• [THE TASK]:
Transcribe each of the items below word for word, keeping every character unchanged.

★ ★ ★ ★ ★ ★ ★

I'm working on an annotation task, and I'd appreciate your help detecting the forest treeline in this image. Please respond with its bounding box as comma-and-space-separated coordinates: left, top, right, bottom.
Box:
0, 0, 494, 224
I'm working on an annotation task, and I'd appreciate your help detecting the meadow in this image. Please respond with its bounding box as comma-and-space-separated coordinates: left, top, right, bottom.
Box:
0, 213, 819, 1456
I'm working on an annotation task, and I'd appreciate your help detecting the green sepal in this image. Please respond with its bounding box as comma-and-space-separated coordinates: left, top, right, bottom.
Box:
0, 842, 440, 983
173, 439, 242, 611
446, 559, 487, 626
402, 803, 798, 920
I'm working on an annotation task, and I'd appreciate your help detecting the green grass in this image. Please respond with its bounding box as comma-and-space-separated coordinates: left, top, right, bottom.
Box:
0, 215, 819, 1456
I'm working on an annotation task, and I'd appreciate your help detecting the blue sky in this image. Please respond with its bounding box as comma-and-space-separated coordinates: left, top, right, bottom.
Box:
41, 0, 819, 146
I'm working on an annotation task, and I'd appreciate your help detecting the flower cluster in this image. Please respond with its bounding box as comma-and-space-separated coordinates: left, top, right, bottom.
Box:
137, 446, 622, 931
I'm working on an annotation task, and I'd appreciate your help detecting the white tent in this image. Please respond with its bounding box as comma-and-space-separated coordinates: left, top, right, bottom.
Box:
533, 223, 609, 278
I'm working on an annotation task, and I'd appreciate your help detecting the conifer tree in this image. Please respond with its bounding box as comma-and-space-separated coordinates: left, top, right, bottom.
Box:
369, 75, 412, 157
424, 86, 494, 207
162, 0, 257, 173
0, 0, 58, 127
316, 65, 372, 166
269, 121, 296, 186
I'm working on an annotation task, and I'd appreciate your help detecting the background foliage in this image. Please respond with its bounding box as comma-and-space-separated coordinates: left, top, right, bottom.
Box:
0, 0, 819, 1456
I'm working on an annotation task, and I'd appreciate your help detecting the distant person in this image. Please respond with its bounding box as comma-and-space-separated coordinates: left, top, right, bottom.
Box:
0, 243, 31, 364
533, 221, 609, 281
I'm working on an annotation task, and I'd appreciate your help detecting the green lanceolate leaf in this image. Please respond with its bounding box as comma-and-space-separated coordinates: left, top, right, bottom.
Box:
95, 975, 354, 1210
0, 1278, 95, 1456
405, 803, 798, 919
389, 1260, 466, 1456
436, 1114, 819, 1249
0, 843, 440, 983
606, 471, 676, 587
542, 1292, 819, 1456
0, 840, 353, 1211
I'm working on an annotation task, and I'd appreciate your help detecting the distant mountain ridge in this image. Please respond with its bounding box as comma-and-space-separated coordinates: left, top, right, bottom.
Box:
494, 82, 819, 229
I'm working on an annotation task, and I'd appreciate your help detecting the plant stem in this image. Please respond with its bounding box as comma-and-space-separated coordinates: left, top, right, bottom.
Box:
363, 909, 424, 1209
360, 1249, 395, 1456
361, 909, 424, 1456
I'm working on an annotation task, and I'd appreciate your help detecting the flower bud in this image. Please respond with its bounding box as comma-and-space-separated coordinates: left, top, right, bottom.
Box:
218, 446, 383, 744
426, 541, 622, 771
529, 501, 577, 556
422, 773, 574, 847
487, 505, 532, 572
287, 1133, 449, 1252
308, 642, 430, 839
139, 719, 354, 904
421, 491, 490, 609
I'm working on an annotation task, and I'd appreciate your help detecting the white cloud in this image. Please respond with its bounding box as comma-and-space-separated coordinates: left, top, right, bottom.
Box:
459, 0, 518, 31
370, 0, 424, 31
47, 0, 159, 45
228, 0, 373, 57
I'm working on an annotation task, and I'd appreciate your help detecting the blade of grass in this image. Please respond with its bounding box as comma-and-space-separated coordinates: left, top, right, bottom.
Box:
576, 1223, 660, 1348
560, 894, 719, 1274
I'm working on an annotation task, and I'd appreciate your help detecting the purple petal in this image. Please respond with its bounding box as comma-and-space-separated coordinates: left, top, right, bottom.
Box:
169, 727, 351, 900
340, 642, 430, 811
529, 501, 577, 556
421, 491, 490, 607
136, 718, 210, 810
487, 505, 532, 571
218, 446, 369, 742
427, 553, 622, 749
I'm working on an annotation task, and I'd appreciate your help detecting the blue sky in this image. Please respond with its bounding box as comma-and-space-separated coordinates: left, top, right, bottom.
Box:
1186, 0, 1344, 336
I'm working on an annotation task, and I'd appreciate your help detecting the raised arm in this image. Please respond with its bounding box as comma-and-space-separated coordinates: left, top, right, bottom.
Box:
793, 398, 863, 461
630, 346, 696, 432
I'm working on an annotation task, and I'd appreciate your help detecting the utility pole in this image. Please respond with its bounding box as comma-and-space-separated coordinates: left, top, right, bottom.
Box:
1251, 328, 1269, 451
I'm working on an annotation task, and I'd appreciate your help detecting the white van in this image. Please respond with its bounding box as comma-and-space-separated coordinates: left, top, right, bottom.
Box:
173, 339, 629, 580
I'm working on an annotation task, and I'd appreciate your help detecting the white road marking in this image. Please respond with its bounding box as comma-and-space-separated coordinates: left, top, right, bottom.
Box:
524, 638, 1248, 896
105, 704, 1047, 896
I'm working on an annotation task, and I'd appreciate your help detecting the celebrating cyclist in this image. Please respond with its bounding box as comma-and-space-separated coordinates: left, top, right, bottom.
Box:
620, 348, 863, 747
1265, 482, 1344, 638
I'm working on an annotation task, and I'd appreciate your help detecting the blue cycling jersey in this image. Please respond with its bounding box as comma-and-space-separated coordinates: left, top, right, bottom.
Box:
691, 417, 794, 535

★ ★ ★ ★ ★ ★ ★

• [OUTPUT FOR THIS TASK]:
I'm working on an annotation task, and I'd appreciate your help detecting the forest treeline in this image. Please respond with its bounding box as comma-and-space-separated coordinates: left, top, right, bottom.
Box:
0, 0, 494, 224
I'm working on an annotation task, and I'd appreciate your help detecting the meadow in this image. Please respond with its bounding box as comma-and-space-separated coordinates: left, top, right, bottom.
Box:
0, 213, 819, 1456
I'm working on an annotation task, and I'd appreciate your help detecting the green sepal in this image. Please respond with its bounding box as comma-and-space-separated coordinates: left, top, right, bottom.
Box:
0, 842, 440, 983
173, 439, 242, 611
446, 559, 487, 626
402, 803, 798, 920
I'm working on an annotation task, and I'd appreciate your help detecting the green grass in this image. Please respond with its bounding box as comma-and-space-separated coordinates: left, top, right, bottom.
Box:
0, 215, 819, 1456
I'm working on an annotation task, and I'd appreciate your help detecting the blue sky in this image. Please respond with its bounding box as comma-and-space-separated coordinates: left, top, right, bottom.
Box:
41, 0, 819, 146
I'm working on an annotation task, and I'd appreciate your help detecting the flower cluster in this image. Please respond with its bounding box as comma-and-space-separated coordinates: left, top, right, bottom.
Box:
137, 446, 622, 931
I'm working on an annotation task, and I'd appreciate your help detecting the white tent in this image. Please respond with its bounding box as comma-and-space-separated coordinates: left, top, right, bottom.
Box:
533, 223, 609, 278
I'm working on an annotation task, and I'd appreciate your help detecting the conifer tree in this image. Please respond with its bounding box as comma-and-space-separated coordinates: left, top, right, bottom.
Box:
369, 75, 412, 157
424, 86, 494, 207
162, 0, 257, 173
0, 0, 58, 127
316, 65, 372, 166
269, 121, 296, 186
I'm working on an annotation task, and I'd appreciate your help detecting the background foliage in this image. Please respond with its bounding box as comma-and-space-separated coordinates: left, top, right, bottom.
Box:
0, 0, 819, 1456
I'm working on an annotation task, and I'd appreciate your help detecting the distant person in this image. Please respond with its bounding box as comma-and-space-separated coordinates: left, top, right, bottom.
Box:
0, 243, 31, 364
533, 221, 609, 281
I'm working on an annotation task, and I'd appreciate your help detecting the green lanceolate leaf in this image. Please respond with its bounding box as comma-and-space-separated coordinates: left, top, right, bottom.
Box:
95, 975, 354, 1210
0, 1278, 95, 1456
405, 803, 798, 919
389, 1260, 466, 1456
436, 1114, 819, 1249
0, 843, 440, 983
606, 471, 676, 587
542, 1292, 819, 1456
0, 840, 353, 1211
I'm working on an annotation task, and I'd appreciate your help detecting the distant mountain ridge in this image. Please respond with its bounding box as comma-and-space-separated coordinates: left, top, right, bottom.
Box:
494, 82, 819, 229
I'm working on an annotation task, and I'd appreciate your help detecting the plant stem in this image. Please respond with its bounding box as comma-and-space-separated coordinates: left, top, right, bottom.
Box:
363, 909, 424, 1209
360, 1249, 395, 1456
361, 909, 424, 1456
I'm working on an annotation task, and I'd appreciate your help detecting the flower bud in this image. Please respond with its bounding box as comma-and-space-separated coordinates: left, top, right, bottom.
Box:
218, 446, 383, 744
426, 541, 622, 771
529, 501, 577, 556
422, 773, 574, 847
487, 505, 532, 572
287, 1133, 449, 1252
308, 642, 430, 839
139, 719, 354, 904
421, 491, 490, 609
I'm working on an annotation task, and I'd appreciate your help detecting the white cloud in this image. Please respond with its bounding box as comma-and-space-separated coordinates: left, top, right, bottom.
Box:
459, 0, 518, 31
370, 0, 424, 31
47, 0, 159, 45
228, 0, 373, 57
I'm working on an annotation task, and I'd appreciate your help detecting the blade of grass in this image. Please respond with its bounding box as comma-and-space-separated coordinates: left, top, right, bottom.
Box:
576, 1223, 660, 1348
560, 894, 719, 1274
I'm working on an annotation task, and I'd appreciate your help detecting the purple petal in this image. Please respond with its bounding box as comma-and-space-separated coordinates: left, top, right, bottom.
Box:
169, 727, 351, 900
340, 642, 430, 811
529, 501, 577, 556
421, 491, 490, 607
136, 718, 210, 810
487, 505, 532, 571
218, 446, 369, 742
427, 553, 622, 749
I'm working on an annotation task, and I'd appreciate your help detecting the blue sky in this image. Please respond with its bounding box as comma-and-space-separated coordinates: left, top, right, bottom.
Box:
1186, 0, 1344, 336
I'm working on an annotation task, and I'd appreciate your help detecting the raised arm in this image. Please respond with its bounding box as comma-and-space-separated coordinates: left, top, right, bottom.
Box:
793, 398, 863, 461
630, 346, 696, 432
I'm working on an annotation task, and I'd appreciate your help detecting the utility pole in this image. Please respond with its bounding box as comma-and-space-separated coordinates: left, top, right, bottom.
Box:
1251, 328, 1269, 451
I'm working on an annotation task, and I'd appreciate your help detecting the white van in this image. Please respond with its bounding box as comma-and-space-separated coordinates: left, top, right, bottom.
Box:
173, 339, 629, 580
I'm working on an annotation task, and I'd appreciate your help detecting the white road marking in this image. Please respond with its bounding box as comma-and-space-separated coordinates: left, top, right, bottom.
Box:
524, 638, 1248, 896
105, 704, 1047, 896
I'm working on an annotation task, and I'd appreciate your help detecting the celebrating cyclist in this image. Please respond with its bounding box as comma-and-space-separated coordinates: left, top, right, bottom.
Box:
620, 348, 863, 747
1265, 482, 1344, 638
I'm working on an annotation task, and I'd appreciate your help detecting the blue cycling jersey in this image. Please respond with its bounding box as comma-and-space-separated coordinates: left, top, right, bottom.
Box:
691, 417, 794, 535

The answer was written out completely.